# hey all new to cichlids



## somerton16 (Jun 30, 2008)

hey all i will be setting up a 125 african cichlid tank. i have kept community fish for the last 2 years and i'm makeing the jump. i would really like my fish to be colorful and bright does anyone have any suggestions for me. as far as tanganyk or malwai (SP?) what would be easier to take care of for a newbi to cichlids. as far as the set up it will be a 125 gallon with a fluval fx5 and i was thinking about putting in a couple of UGJs if anyone else has any suggestions please let me know. thank you soo much geoff


----------



## kingpoiuy (Jun 9, 2008)

I'd suggest malawi. As long as you have the correct combination all you have to do is feed them and provide hiding spots.


----------



## hollyfish2000 (Aug 23, 2007)

Or you could do a male peacock/hap tank. With a tank that size, you could get some of the larger haps, including Taiwan Reef, Red Empress, etc. That would be fab!


----------



## why_spyder (Mar 2, 2006)

I'd push a combo of the two previous posts! :lol:

You could definitely house some nice mbuna and open water utaka-type species.

I'd end up putting some heavy rockwork at one end - and scarce amount at the other. Leave the middle open for open water swimming.


----------



## somerton16 (Jun 30, 2008)

hollyfish2000 said:


> Or you could do a male peacock/hap tank. With a tank that size, you could get some of the larger haps, including Taiwan Reef, Red Empress, etc. That would be fab!


if i did an all male tank wouldnt they fight each other??

after looking at the fish profiles i'm think i'm starting to lean towards some peacocks. i think they are kind of the look i want to go for. the saltwater but less of the work if ya know what i mean lol thanks for your input


----------



## why_spyder (Mar 2, 2006)

In an all-male tank, there would be some scuffles, but the overall aggression level should be lower. Without the presence of females, the males will be a bit more tolerant of one another - moreso than what they would be when there's a female to impress and seduce.


----------

Dataset rows on where objects appear:
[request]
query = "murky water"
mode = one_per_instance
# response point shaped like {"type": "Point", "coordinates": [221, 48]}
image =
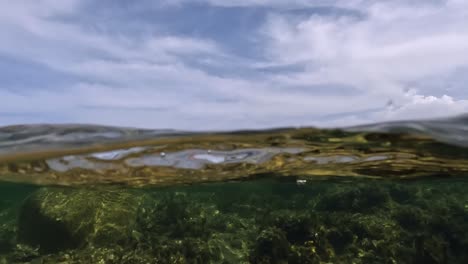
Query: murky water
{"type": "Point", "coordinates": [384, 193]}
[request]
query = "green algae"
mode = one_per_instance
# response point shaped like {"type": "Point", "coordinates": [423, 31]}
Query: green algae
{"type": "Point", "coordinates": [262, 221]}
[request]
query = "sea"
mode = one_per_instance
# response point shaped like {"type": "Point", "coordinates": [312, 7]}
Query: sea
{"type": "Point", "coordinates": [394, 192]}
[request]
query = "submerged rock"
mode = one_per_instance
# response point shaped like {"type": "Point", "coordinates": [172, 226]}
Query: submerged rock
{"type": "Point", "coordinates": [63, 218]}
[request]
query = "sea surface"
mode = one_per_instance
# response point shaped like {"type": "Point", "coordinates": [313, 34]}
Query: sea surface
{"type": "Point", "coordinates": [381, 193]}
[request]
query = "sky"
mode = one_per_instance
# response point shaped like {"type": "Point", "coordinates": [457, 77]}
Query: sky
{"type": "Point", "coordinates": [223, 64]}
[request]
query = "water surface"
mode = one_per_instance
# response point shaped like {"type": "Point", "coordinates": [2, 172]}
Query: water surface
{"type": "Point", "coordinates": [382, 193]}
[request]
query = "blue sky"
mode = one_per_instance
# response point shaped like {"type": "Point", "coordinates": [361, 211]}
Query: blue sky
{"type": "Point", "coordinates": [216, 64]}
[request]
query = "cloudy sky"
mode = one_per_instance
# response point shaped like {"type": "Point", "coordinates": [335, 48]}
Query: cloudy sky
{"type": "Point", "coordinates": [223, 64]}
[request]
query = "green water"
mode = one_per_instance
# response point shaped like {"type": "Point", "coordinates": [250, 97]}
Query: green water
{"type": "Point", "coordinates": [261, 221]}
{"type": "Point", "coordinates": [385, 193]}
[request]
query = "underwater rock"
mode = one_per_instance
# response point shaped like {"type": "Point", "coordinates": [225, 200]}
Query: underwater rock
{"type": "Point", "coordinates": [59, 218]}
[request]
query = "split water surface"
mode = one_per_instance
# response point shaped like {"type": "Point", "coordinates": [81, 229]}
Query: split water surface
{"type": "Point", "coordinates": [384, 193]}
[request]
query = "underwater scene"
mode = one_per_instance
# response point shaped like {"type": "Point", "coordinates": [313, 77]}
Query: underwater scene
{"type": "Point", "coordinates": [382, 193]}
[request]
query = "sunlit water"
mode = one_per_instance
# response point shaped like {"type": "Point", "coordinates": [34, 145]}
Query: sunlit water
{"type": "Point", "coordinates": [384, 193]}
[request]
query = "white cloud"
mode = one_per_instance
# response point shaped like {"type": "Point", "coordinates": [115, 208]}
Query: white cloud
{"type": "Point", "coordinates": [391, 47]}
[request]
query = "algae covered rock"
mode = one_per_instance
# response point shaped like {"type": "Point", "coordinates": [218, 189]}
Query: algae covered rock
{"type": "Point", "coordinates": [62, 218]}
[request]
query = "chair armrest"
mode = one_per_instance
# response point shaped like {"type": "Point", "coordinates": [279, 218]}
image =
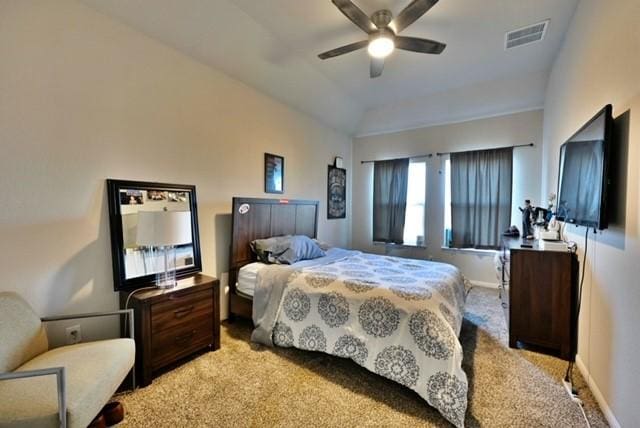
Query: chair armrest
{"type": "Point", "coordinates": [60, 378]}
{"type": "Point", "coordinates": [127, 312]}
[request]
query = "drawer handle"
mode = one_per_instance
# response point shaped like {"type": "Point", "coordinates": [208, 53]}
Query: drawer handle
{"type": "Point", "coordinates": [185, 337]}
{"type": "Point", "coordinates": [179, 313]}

What is asked ::
a. In the cichlid thread, do these statements agree with the text? Answer yes or no for each, quoting the deciding words. (i) The first poster plans a 125 gallon tank with a Fluval FX5. (ii) kingpoiuy recommends Tanganyika cichlids. (iii) why_spyder says aggression in an all-male tank should be higher.
b. Pull out every line of the records that contains the string "green". Case counts.

Answer set ::
a.
(i) Yes: "it will be a 125 gallon with a fluval fx5"
(ii) No: "I'd suggest malawi."
(iii) No: "the overall aggression level should be lower"

b.
query = "green algae"
Query: green algae
query = "green water"
Query: green water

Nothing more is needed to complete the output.